-------- Textauszug

Aus der Sicht einer Polizeiseelsorgerin: Von Protesten, Gleichaltrigen und dem Wunsch nach Menschlichkeit

Ich schüttelte die neueste Ausgabe der Zeit mit einem routinierten Ziehen zurecht, um die voluminösen Seiten gerade zu ziehen. Dann versank ich wieder in der neuesten Ausgabe der ZEIT. Doch kaum hatte ich die erste Seite umgeblättert, drängten abrupt die großen Baggerschaufeln des Kohleabbaus am Dorf Lützerath und die Geschehnisse rund um das gegenwärtig zu räumende Dorf in die Stille meines Wohnzimmers. Nachdenklich folgte ich den Worten der Autorin, die einen jungen 17-jährigen Klimaaktivisten mit dem Decknamen Taco und dessen Familie begleitet hatte und nun davon berichtete. Ihre Worte waren einfühlsam und ausgewogen. Immer wieder blieb ich im Text an dem Alter des jungen Mannes hängen, das dem vieler Polizeimeisteranwärterinnen und -anwärtern entsprach, die ich in meiner Lehrtätigkeit begleiten durfte.

Die Worte des letzten Absatzes gingen mir nicht aus dem Kopf:

[…] Taco hat sich entschieden: Er will bleiben, die Räumung in Lützerath abwarten. Sollte die Polizei ihn vom Gelände tragen werde er sich nicht wehren. […]

Her mit der Kohle. Vermummte werfen Steine, Väter besorgen ihren Söhnen Gummistiefel fürs Demonstrieren. Wie gewaltbereit ist der Protest in Lützerath, von Laura Cwiertnia, aus: DIE ZEIT Nº 3, 12. Januar 2023

Immer und immer wieder las ich sie. Fiktive, aber durchaus realistische Gedanken gingen mir durch den Kopf. Was, wenn sie aufeinandertreffen würden? Ein siebzehnjähriger Klimaaktivist und ein siebzehnjähriger Polizeischüler? Im zweiten Lehrjahr durchlaufen die Auszubildenden verschiedene Praktika und kommen dort, um in ihre Tätigkeit hineinzuwachsen, mit Bürgerinnen und Bürgern in sehr unterschiedlichen Situationen und an verschiedenen Orten Kontakt.

----------------
-------- Bereitgestellte Daten

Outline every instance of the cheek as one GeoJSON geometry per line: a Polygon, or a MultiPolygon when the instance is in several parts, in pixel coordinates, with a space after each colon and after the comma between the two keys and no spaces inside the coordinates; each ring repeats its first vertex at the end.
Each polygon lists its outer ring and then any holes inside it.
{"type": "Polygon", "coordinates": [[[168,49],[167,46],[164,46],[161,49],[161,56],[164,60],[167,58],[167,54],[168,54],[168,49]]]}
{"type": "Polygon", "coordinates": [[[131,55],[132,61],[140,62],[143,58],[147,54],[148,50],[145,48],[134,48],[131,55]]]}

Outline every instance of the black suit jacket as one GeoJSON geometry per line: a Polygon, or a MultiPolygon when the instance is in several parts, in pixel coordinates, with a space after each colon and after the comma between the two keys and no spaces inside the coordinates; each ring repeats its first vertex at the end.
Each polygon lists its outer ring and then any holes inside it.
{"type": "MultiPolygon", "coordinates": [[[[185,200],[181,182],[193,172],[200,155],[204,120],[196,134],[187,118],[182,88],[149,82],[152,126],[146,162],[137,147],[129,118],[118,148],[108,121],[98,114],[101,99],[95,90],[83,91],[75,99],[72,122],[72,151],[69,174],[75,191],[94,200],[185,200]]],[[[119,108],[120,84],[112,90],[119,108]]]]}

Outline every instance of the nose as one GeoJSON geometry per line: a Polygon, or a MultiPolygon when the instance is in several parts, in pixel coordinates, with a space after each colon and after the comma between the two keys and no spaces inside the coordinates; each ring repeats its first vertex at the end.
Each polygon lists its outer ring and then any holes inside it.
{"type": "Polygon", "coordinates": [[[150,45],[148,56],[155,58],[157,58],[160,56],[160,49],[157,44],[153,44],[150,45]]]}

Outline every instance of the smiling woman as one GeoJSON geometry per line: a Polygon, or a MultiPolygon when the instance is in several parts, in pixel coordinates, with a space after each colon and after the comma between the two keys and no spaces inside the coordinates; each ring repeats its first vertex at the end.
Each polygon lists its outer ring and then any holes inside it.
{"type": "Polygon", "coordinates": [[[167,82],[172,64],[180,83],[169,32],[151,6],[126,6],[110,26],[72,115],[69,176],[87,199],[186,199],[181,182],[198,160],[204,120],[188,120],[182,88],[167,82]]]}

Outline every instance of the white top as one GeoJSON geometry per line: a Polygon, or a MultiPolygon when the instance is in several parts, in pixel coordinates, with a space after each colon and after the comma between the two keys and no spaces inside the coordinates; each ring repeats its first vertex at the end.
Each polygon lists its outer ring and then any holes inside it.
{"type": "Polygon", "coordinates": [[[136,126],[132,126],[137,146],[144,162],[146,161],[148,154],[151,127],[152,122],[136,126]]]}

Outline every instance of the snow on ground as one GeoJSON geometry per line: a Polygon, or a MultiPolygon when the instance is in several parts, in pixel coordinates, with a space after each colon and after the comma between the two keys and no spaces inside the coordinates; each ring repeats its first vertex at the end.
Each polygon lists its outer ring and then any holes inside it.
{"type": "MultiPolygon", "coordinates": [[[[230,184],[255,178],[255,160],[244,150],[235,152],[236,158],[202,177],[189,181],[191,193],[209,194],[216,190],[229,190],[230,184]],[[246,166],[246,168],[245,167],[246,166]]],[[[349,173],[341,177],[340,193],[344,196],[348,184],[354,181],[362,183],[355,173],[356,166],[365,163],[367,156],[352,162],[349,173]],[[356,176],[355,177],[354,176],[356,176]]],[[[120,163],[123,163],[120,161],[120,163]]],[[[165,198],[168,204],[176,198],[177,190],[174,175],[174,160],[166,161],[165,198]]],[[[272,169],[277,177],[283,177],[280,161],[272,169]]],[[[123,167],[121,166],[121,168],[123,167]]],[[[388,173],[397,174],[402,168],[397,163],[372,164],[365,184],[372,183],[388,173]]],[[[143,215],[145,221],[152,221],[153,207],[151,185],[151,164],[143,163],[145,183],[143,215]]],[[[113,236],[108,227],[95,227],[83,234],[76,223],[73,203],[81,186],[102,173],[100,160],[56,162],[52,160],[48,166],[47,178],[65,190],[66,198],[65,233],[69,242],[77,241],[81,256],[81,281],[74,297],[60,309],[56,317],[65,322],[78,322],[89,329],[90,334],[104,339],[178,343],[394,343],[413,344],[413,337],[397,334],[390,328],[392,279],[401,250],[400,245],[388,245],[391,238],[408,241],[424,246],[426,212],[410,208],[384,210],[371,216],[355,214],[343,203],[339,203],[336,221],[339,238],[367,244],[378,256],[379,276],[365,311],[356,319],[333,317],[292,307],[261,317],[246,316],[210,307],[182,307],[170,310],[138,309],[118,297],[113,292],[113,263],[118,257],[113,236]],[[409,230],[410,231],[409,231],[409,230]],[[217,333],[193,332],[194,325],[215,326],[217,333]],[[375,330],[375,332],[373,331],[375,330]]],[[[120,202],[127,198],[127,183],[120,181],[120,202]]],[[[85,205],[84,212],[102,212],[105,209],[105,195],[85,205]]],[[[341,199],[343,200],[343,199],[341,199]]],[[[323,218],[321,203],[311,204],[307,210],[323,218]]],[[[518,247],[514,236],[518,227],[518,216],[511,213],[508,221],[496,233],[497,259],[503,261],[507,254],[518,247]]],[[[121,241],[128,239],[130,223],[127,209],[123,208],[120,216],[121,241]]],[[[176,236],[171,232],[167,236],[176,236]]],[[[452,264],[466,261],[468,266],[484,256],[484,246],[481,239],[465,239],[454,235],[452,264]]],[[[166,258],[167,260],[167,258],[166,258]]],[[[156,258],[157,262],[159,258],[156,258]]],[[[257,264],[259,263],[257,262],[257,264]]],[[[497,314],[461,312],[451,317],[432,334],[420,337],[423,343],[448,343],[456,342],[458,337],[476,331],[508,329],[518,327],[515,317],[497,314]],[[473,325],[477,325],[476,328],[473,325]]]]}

----------------

• _Zielsetzung 1_
Ziehe aus den Zeilen oben jede Zeile heraus, die die Zeichenfolge "Outline" enthält. Groß- und Kleinschreibung ist dabei zu beachten.
• _Zielsetzung 2_
Fahre mit dem Text über die Sicht einer Polizeiseelsorgerin auf die Räumung von Lützerath im Anschluss an seinen letzten Satz fort.

• _Ergebnis 1_
Outline every instance of the cheek as one GeoJSON geometry per line: a Polygon, or a MultiPolygon when the instance is in several parts, in pixel coordinates, with a space after each colon and after the comma between the two keys and no spaces inside the coordinates; each ring repeats its first vertex at the end.
Outline every instance of the black suit jacket as one GeoJSON geometry per line: a Polygon, or a MultiPolygon when the instance is in several parts, in pixel coordinates, with a space after each colon and after the comma between the two keys and no spaces inside the coordinates; each ring repeats its first vertex at the end.
Outline every instance of the nose as one GeoJSON geometry per line: a Polygon, or a MultiPolygon when the instance is in several parts, in pixel coordinates, with a space after each colon and after the comma between the two keys and no spaces inside the coordinates; each ring repeats its first vertex at the end.
Outline every instance of the smiling woman as one GeoJSON geometry per line: a Polygon, or a MultiPolygon when the instance is in several parts, in pixel coordinates, with a space after each colon and after the comma between the two keys and no spaces inside the coordinates; each ring repeats its first vertex at the end.
Outline every instance of the white top as one GeoJSON geometry per line: a Polygon, or a MultiPolygon when the instance is in several parts, in pixel coordinates, with a space after each colon and after the comma between the two keys and no spaces inside the coordinates; each ring repeats its first vertex at the end.
Outline every instance of the snow on ground as one GeoJSON geometry per line: a Polygon, or a MultiPolygon when the instance is in several parts, in pixel coordinates, with a space after each colon and after the comma between the two keys and no spaces inside the coordinates; each ring repeats its first vertex at the end.

• _Ergebnis 2_
Wie viel Verständnis würde auf beiden Seiten wachsen, wenn sie einander jenseits eines Konfliktes begegnen würden? Wenn sie im jeweils anderen die Menschlichkeit entdecken dürften?

Es ist ein unglaubliches Spannungsfeld, in das diejenigen, die ich in der polizeilichen Ausbildung begleiten darf, hineinwachsen müssen. Oft sehen sie bereits in jungen Jahren Dinge, die andere Erwachsene selten bis nie sehen werden. Gewalt hinterlässt Spuren. Eine Uniform mag vor dem Schlimmsten einen relativen Schutz bieten, aber die Spuren in der Seele kann auch eine Körperschutzausstattung nicht verhindern.

Was wäre, wenn man mehr Begegnungsfläche für beide Seiten schenken könnte? Wenn junge Klimaktivistinnen und -aktivisten mit jungen Polizeimeisteranwärterinnen und -anwärtern zu Gesprächen und einem Kennenlernen der jeweils anderen Seite zusammen kämen? Vielleicht würden sie ja viel Gemeinsames entdecken. Oder in so mancher schwieriger Situation diese Erfahrung dabei helfen, dass es zu keinen massiven, gewaltbereiten Auseinandersetzungen kommen würde.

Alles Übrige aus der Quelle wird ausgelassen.